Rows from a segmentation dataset
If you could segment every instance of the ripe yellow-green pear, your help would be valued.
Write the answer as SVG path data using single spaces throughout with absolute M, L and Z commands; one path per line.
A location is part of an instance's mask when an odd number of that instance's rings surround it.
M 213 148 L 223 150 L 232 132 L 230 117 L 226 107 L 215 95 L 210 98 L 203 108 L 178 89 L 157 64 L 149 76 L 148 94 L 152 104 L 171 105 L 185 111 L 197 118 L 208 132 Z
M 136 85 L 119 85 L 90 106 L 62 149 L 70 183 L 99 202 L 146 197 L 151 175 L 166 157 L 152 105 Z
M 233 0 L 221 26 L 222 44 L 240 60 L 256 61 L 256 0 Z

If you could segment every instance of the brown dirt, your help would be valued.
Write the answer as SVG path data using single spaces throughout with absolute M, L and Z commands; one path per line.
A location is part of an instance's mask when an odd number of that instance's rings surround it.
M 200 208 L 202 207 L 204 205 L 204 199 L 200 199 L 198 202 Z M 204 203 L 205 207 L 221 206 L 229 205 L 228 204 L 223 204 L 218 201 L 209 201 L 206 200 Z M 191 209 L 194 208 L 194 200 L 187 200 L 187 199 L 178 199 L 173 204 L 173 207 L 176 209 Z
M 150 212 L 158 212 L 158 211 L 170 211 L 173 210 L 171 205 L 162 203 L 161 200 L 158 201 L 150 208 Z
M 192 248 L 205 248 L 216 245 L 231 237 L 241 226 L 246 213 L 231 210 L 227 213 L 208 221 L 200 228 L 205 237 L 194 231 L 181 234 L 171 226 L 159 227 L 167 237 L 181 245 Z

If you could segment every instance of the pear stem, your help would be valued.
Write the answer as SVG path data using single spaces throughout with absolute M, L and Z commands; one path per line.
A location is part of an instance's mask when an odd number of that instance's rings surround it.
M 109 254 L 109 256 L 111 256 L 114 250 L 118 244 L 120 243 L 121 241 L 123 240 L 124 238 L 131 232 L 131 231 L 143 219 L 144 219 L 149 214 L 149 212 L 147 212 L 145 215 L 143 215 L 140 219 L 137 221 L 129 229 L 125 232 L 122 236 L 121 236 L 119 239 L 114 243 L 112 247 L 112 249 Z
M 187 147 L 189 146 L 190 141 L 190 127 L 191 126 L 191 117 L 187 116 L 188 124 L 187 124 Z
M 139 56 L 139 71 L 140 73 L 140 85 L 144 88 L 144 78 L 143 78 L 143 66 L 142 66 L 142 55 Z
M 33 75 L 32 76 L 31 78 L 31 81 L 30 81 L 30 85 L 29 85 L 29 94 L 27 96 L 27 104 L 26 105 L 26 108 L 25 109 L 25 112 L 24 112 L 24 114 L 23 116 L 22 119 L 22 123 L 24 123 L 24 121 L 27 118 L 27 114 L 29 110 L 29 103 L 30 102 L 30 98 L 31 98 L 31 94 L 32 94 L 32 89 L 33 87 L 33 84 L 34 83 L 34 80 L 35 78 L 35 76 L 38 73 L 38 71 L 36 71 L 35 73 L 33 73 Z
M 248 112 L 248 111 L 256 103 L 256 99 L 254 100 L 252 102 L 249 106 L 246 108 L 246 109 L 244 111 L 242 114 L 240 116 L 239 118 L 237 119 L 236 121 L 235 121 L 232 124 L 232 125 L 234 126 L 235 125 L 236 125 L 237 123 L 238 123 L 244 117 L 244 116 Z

SHORT TASK
Could you update everything from the start of the listing down to the line containing "M 233 0 L 221", replacing "ripe yellow-green pear" with "green pear" and leaving everything else as it is?

EXERCISE RESPONSE
If you could segment every instance of the green pear, your help would be valued.
Write the answer as SVG path data using single spaces throughout with absolute M, L and Z commands; one path per line.
A location is part of an instance's mask when an odd number of that instance's rings surround it.
M 213 148 L 223 150 L 232 132 L 230 117 L 226 107 L 215 95 L 210 98 L 203 108 L 178 89 L 157 64 L 149 76 L 148 94 L 152 104 L 171 105 L 185 111 L 197 118 L 208 132 Z
M 136 85 L 119 85 L 90 106 L 62 149 L 70 183 L 99 202 L 146 197 L 151 175 L 166 157 L 152 105 Z
M 233 0 L 221 26 L 222 44 L 240 60 L 256 61 L 256 0 Z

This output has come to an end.